### Short task
Write out again every line of the entries from the line with "the combat boot" up to and including the last line, raising each coordinate in the marked points by 150. Leave all other text unchanged.

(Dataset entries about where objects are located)
## Begin
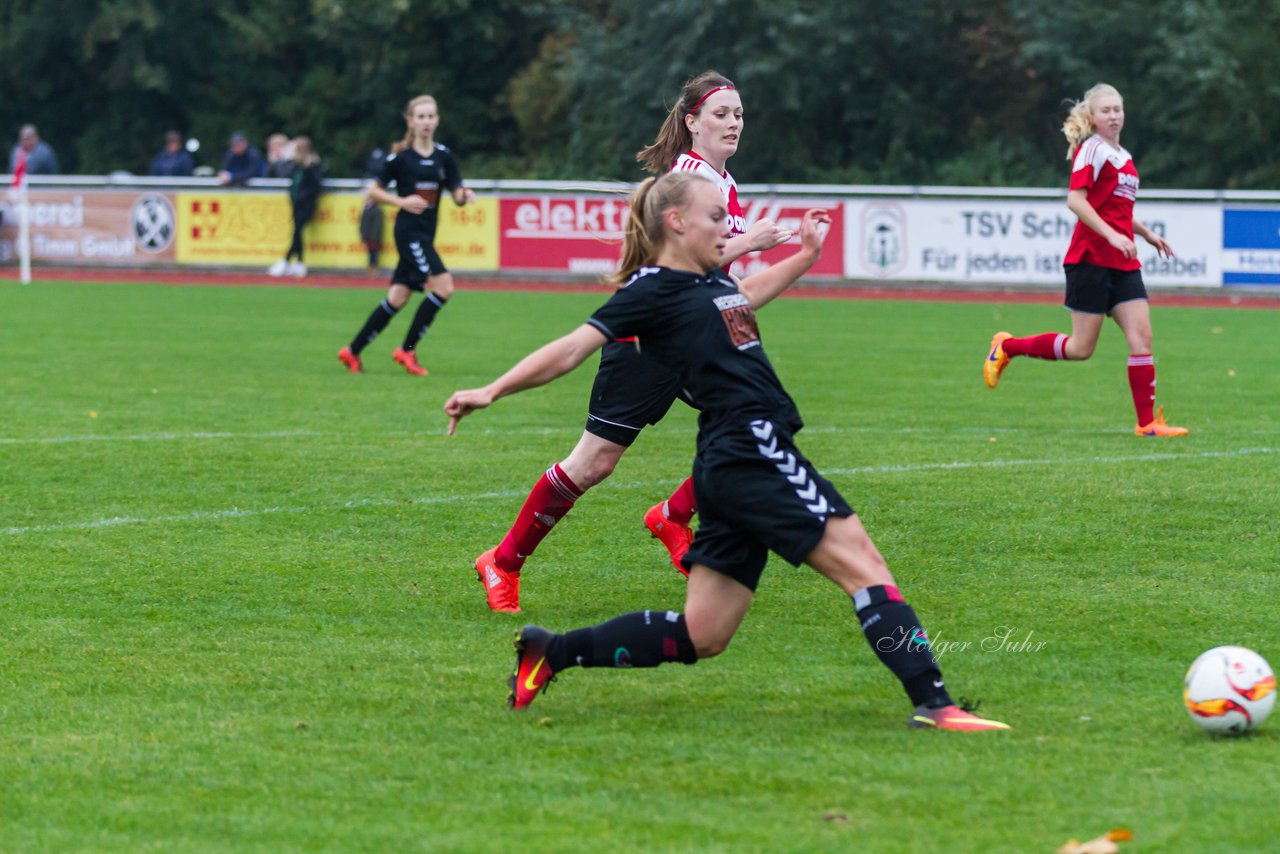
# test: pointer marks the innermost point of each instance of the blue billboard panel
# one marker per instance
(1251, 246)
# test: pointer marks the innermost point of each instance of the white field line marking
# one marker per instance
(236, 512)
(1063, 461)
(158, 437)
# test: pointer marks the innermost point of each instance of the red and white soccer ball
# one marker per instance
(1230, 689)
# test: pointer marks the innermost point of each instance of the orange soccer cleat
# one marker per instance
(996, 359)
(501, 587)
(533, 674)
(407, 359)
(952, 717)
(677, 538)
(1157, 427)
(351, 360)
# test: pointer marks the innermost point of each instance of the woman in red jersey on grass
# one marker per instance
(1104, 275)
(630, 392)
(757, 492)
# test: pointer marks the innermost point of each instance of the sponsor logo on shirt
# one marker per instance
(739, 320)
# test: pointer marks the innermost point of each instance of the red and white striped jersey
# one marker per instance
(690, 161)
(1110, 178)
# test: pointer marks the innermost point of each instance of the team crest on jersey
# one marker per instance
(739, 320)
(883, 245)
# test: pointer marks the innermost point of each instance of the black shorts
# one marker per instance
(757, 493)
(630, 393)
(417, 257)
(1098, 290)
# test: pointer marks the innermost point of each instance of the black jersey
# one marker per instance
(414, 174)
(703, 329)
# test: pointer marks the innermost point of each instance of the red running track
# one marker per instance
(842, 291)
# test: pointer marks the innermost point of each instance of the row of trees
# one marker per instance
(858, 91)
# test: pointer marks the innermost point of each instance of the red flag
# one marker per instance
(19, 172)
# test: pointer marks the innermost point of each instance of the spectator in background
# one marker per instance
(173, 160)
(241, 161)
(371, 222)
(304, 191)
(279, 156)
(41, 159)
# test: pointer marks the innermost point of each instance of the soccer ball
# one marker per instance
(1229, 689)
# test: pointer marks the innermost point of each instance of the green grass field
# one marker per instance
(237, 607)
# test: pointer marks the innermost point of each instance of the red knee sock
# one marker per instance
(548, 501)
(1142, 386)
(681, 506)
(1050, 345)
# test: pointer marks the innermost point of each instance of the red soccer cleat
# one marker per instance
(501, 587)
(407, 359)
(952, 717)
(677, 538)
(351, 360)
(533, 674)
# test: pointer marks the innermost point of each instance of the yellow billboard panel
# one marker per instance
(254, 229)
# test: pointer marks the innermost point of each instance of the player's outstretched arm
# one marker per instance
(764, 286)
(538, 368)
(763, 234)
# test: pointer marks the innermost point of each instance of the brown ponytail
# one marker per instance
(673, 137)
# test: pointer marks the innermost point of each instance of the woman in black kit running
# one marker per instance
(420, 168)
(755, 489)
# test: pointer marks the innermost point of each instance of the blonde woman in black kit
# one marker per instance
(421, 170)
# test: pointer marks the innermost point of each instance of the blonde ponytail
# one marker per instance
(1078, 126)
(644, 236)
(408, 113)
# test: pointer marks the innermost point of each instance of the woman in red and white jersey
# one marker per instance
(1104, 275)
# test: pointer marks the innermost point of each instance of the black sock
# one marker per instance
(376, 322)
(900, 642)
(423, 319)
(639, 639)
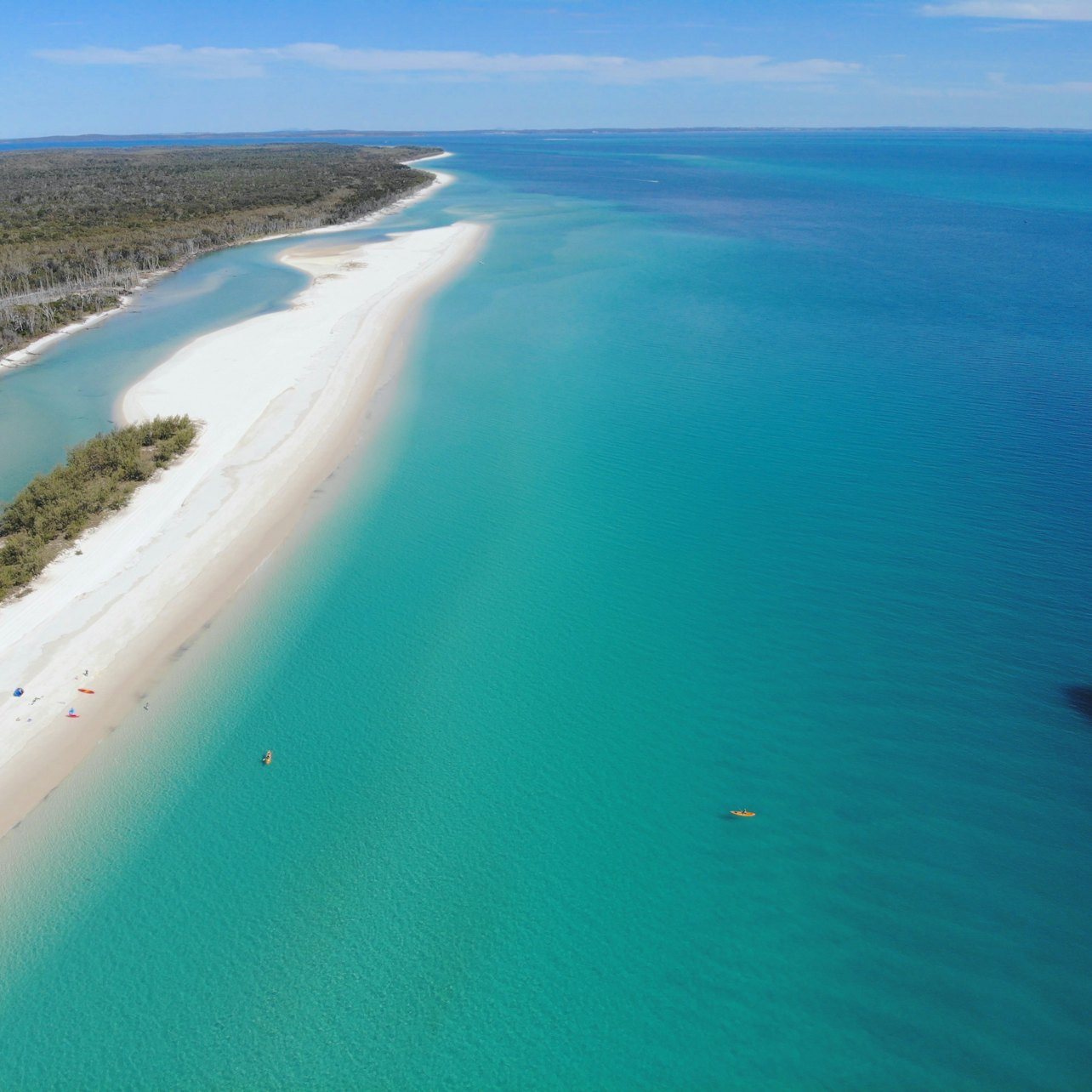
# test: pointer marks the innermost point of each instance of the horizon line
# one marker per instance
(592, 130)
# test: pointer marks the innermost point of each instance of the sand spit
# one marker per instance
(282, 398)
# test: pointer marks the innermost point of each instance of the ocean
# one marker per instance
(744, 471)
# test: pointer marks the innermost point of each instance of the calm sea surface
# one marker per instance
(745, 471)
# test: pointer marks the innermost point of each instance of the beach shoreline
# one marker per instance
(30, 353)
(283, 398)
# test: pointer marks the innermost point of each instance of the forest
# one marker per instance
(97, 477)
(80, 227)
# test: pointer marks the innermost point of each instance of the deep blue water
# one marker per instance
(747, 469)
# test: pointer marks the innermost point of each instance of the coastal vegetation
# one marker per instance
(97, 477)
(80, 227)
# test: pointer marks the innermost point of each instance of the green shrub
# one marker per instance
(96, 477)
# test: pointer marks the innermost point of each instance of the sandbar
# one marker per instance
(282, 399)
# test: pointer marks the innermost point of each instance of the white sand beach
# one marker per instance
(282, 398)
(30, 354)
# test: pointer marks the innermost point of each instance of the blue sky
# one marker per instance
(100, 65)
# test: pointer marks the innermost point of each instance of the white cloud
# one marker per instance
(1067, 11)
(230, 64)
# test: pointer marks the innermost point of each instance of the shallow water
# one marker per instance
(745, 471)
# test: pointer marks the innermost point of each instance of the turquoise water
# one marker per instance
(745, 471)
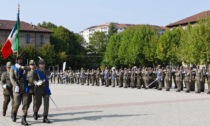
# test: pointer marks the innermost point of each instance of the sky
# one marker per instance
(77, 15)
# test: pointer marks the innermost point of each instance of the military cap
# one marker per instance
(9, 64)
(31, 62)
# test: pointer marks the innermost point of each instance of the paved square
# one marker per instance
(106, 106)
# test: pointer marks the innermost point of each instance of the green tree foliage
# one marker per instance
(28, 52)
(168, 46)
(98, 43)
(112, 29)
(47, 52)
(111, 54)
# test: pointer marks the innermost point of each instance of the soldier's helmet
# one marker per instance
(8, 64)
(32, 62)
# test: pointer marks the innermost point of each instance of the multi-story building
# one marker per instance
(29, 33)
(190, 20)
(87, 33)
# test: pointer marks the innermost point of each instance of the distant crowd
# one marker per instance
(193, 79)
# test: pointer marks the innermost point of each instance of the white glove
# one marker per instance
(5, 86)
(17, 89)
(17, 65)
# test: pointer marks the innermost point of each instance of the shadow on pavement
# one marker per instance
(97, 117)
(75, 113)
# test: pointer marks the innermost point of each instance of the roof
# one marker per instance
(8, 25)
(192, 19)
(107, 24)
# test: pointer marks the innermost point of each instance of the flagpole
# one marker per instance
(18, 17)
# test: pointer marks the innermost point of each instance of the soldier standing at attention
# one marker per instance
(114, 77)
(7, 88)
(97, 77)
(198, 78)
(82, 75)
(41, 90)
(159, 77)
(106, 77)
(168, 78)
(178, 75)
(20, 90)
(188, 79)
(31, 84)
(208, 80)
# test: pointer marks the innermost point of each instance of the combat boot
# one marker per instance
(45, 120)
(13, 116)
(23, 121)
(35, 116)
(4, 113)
## End
### Full solution
# test: pointer marks the innermost point of each instance of the combat boot
# one marker per instance
(195, 270)
(163, 266)
(173, 271)
(185, 266)
(154, 263)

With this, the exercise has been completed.